Goal A:
In the post on partial_ratio, how many substitutions does the "txst" and "this is a test" example need for its optimal alignment?
Goal B:
From the post on partial_ratio, set down the part that opens with the words containing "- std::basic_string_view (std::string_string, ...)" and closes with "is returned instead.".

Another option is the library https://github.com/maxbachmann/rapidfuzz-cpp (I am the author) which includes a similarity algorithm called partial_ratio
.
It performs the following steps:
- searches for the longest common subsequences of the two strings
- Iterates over those subsequences and calculates a normalized Levenshtein distance between the shorter string and a substring of the longer string, with len(shorter string), that starts at the start of the subsequence
- returns score of the optimal alignment
As an example:
#include "rapidfuzz/fuzz.hpp"
#include <string>
std::string a = "txst";
std::string b = "this is a test";
double score = rapidfuzz::fuzz::partial_ratio(a, b);
// score is 75.0
In this example the similarity of the optimal alignment "txst" <-> "test" is calculated. Since only one substitution is required the similarity is 75%.
Getting edit distance instead of relative similarity
As you noted in the comments you are interested in the edit distance instead of relative similarity.
Here is a reimplementation of partial_ratio, that does this:
template <typename Sentence1, typename Sentence2>
std::size_t partial_ratio(const Sentence1& s1, const Sentence2& s2, std::size_t max=-1)
{
auto s1_view = rapidfuzz::common::to_string_view(s1);
auto s2_view = rapidfuzz::common::to_string_view(s2);
if (s1_view.empty() && s2_view.empty()) {
return 0;
}
if (s1_view.empty() || s2_view.empty()) {
return -1;
}
// this swap is performed in the original FuzzyWuzzy implementation, so
// I use it in my implementation as well. Depending on your goals you
// might want to remove this swap
if (s1_view.length() > s2_view.length()) {
return partial_ratio(s2_view, s1_view, max);
}
// Note this is a internal API and so it could change at any time
// currently this is the slowest part, since my bitparallel
// implementation of the LCS has a bug and so it is disabled for now
auto blocks = rapidfuzz::detail::get_matching_blocks(s1_view, s2_view);
// when there is a full match exit early
for (const auto& block : blocks) {
if (block.length == s1_view.length()) {
return 0;
}
}
// find the edit distance at the places with the longest common subsequence
std::size_t min_dist = (std::size_t)-1;
for (const auto& block : blocks) {
std::size_t long_start = (block.dpos > block.spos) ? block.dpos - block.spos : 0;
auto long_substr = s2_view.substr(long_start, s1_view.length());
// Note you could use a different weight here like
// e.g. {1, 1, 1} for the normal Levenshtein distance
// only {1, 1, 1} and {1, 1, 2} have very fast implementations
std::size_t dist = rapidfuzz::string_metric::levenshtein(
s1_view, long_substr, {1, 1, 2}, max);
if (dist < min_dist) {
max = min_dist = dist;
}
}
return min_dist;
}
s1
and s2
can be any type that can be converted to a rapidfuzz::basic_string_view. Some examples are:
- std::basic_string (std::string, ...)
- std::basic_string_view (std::string_string, ...) since C++17
- c strings like char* (this has to find the length once when creating the string_view)
- many other type, that have
data()
and .size()
and use continous memory. Examples are boost::string_view or std::vector
For results with a edit distance above max (size_t)-1) i
is returned instead.

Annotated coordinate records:
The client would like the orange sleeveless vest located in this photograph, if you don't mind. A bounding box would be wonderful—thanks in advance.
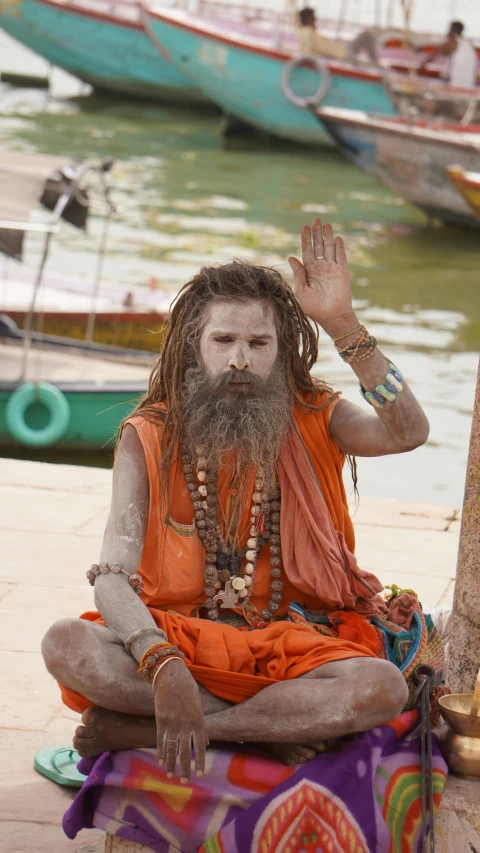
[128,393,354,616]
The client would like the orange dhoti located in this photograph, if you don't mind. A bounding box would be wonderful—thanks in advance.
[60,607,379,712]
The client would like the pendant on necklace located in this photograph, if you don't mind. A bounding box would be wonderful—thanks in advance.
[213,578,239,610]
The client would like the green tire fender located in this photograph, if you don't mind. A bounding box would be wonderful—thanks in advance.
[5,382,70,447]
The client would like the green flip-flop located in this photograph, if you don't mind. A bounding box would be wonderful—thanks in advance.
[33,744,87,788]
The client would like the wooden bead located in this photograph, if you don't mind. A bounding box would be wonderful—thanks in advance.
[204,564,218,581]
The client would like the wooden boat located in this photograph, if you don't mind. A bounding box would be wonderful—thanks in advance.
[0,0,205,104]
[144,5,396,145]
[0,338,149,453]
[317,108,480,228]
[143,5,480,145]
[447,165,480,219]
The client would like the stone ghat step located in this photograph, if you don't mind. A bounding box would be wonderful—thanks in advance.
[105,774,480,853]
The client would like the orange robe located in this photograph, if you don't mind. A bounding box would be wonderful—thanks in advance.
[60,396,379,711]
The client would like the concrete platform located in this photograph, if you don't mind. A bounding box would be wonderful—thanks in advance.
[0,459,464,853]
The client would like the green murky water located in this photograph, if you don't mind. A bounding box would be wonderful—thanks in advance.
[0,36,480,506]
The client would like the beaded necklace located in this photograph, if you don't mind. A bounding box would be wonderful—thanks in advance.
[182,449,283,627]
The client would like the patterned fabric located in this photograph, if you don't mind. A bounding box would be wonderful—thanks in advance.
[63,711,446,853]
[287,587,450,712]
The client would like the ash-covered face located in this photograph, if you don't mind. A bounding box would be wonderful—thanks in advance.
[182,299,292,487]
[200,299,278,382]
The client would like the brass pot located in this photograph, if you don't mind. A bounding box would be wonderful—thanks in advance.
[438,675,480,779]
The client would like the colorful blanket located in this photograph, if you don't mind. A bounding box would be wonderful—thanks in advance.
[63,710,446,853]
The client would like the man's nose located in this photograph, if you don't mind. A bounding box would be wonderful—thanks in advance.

Written reply A:
One substitution.

Written reply B:
- std::basic_string_view (std::string_string, ...) since C++17
- c strings like char* (this has to find the length once when creating the string_view)
- many other type, that have
data()
and .size()
and use continous memory. Examples are boost::string_view or std::vector
For results with a edit distance above max (size_t)-1) i
is returned instead.